(Exercise)
Please print out every entry below, verbatim.

Dataset entries:

== == ==

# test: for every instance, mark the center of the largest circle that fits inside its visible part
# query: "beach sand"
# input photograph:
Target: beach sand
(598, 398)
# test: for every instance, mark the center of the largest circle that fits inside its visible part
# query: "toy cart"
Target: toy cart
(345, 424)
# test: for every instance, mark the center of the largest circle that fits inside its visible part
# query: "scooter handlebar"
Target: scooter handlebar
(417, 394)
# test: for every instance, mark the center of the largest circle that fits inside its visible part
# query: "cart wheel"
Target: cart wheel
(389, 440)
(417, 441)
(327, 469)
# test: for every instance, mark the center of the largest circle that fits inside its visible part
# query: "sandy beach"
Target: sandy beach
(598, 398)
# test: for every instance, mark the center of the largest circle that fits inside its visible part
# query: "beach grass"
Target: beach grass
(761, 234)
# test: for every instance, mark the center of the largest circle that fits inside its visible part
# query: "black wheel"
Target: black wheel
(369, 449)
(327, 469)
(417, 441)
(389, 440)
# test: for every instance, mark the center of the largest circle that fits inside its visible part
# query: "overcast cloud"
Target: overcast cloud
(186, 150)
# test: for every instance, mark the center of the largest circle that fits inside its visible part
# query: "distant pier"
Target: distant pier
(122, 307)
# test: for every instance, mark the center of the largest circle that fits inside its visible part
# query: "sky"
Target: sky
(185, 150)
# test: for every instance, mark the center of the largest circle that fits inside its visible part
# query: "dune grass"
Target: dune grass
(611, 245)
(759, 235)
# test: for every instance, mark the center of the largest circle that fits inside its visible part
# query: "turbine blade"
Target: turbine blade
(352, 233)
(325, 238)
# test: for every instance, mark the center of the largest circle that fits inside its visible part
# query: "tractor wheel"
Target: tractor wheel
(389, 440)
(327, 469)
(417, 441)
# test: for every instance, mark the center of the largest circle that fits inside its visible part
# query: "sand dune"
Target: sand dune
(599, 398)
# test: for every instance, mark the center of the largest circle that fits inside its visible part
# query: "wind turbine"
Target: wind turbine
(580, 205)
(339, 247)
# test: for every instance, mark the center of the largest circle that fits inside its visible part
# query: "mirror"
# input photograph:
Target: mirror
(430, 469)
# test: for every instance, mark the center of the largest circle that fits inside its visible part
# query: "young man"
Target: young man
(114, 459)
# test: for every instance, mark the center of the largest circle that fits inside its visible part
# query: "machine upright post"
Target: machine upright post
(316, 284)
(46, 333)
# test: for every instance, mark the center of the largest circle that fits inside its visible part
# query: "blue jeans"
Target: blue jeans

== == ==

(Your solution)
# test: for every instance, mark the center of the largest circle that fits inside its visible part
# query: "beach sand"
# input photograph:
Target: beach sand
(598, 398)
# test: for every instance, mark the center of the largest circle that fits inside its visible part
# query: "toy cart"
Target: toy cart
(345, 424)
# test: for every instance, mark the center of the largest circle that fits inside its visible part
# query: "scooter handlebar"
Target: scooter handlebar
(417, 394)
# test: for every instance, mark the center of the largest circle that fits inside its visible part
# query: "cart wheel"
Target: cart wheel
(389, 440)
(417, 441)
(327, 469)
# test: for every instance, mark the center of the largest circle that fits inside its visible part
# query: "sandy beach"
Target: sandy beach
(598, 398)
# test: for every instance, mark the center of the largest circle that fits inside its visible part
# query: "beach grass"
Target: beach grass
(761, 234)
# test: for every instance, mark the center of the largest circle that fits inside its visible part
# query: "black wheel"
Target: black wheel
(369, 449)
(327, 469)
(417, 441)
(389, 440)
# test: for every instance, mark the center of the largest circle that fits inside its visible part
# query: "overcast cloud"
Target: overcast cloud
(186, 150)
# test: for every instance, mark the center of the largest circle that fits inside its visible part
# query: "distant pier"
Target: distant pier
(122, 307)
# test: for every instance, mark the center of the largest circle that fits inside its visible part
# query: "sky"
Target: sky
(185, 150)
# test: for every instance, mark the center of the largest circle that fits inside its visible part
# query: "dune grass"
Target: dune grass
(611, 245)
(759, 235)
# test: for every instance, mark the center of the largest circle that fits inside its visible part
# query: "turbine blade"
Target: turbine blade
(352, 233)
(325, 238)
# test: for every instance, mark the center of the largest circle that fits inside its visible part
# query: "tractor wheel"
Target: tractor wheel
(389, 440)
(327, 469)
(417, 441)
# test: for every instance, mark the center of the largest circle that fits inside its visible part
# query: "sand dune"
Target: sand dune
(599, 398)
# test: for every instance, mark the center of the largest circle that fits inside its visible part
# query: "wind turbine"
Target: wind turbine
(580, 205)
(339, 247)
# test: for every instance, mark the center of the largest circle that fits inside its visible part
# query: "mirror"
# input photograph:
Target: mirror
(430, 469)
# test: for every instance, mark the center of the largest circle that fits inside its visible part
# query: "young man"
Target: young man
(114, 459)
# test: for every instance, mark the center of the largest circle that fits inside its visible part
# query: "machine upright post"
Target: machine upright post
(316, 284)
(46, 333)
# test: for every instance, mark the center of the largest circle that fits inside its visible part
# query: "blue jeans"
Target: blue jeans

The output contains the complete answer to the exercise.